Quoted passage ->
========================================================================
FIG. 4 is a schematic diagram showing an example of a package producing step according to the present invention;
FIG. 5 is a plan view showing an example of means for preventing the supply of a new bobbin to a winding unit;
FIG. 6 is a front view thereof;
FIG. 7 is a front view showing an example of a delivery mechanism for forcibly discharging bobbins which remain in a winding unit;
FIG. 8 is a partially sectional side view thereof;
FIG. 9 is a schematic constructional perspective view showing an example of a winding unit; and
FIG. 10 is a layout plan view showing an example of a bobbin conveyance system in a winder.
An embodiment of the present invention will be described hereinunder with reference to the drawings.
========================================================================
Data block ->

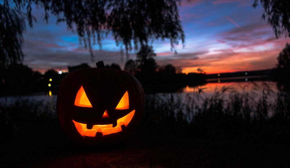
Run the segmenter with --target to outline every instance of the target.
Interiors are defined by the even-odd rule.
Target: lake
[[[195,105],[198,106],[203,100],[217,92],[222,93],[223,96],[228,96],[233,92],[253,92],[255,93],[255,98],[258,99],[262,97],[263,90],[264,91],[265,88],[271,93],[269,95],[268,101],[275,101],[275,94],[277,92],[276,83],[270,81],[210,83],[194,87],[187,86],[176,93],[160,93],[155,96],[158,96],[159,100],[173,99],[176,101],[179,99],[184,103],[192,103],[193,100]],[[55,114],[56,116],[55,107],[57,97],[56,93],[50,92],[33,95],[1,97],[0,106],[14,106],[15,103],[19,105],[21,103],[29,104],[30,103],[38,114],[46,112]],[[148,94],[146,95],[146,97],[150,99],[154,96]],[[40,105],[37,106],[38,104]]]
========================================================================
Given problem -> Reproduce the full passage of drawing descriptions for the bobbin winding invention, word for word.

Solution to this exercise ->
FIG. 4 is a schematic diagram showing an example of a package producing step according to the present invention;
FIG. 5 is a plan view showing an example of means for preventing the supply of a new bobbin to a winding unit;
FIG. 6 is a front view thereof;
FIG. 7 is a front view showing an example of a delivery mechanism for forcibly discharging bobbins which remain in a winding unit;
FIG. 8 is a partially sectional side view thereof;
FIG. 9 is a schematic constructional perspective view showing an example of a winding unit; and
FIG. 10 is a layout plan view showing an example of a bobbin conveyance system in a winder.
An embodiment of the present invention will be described hereinunder with reference to the drawings.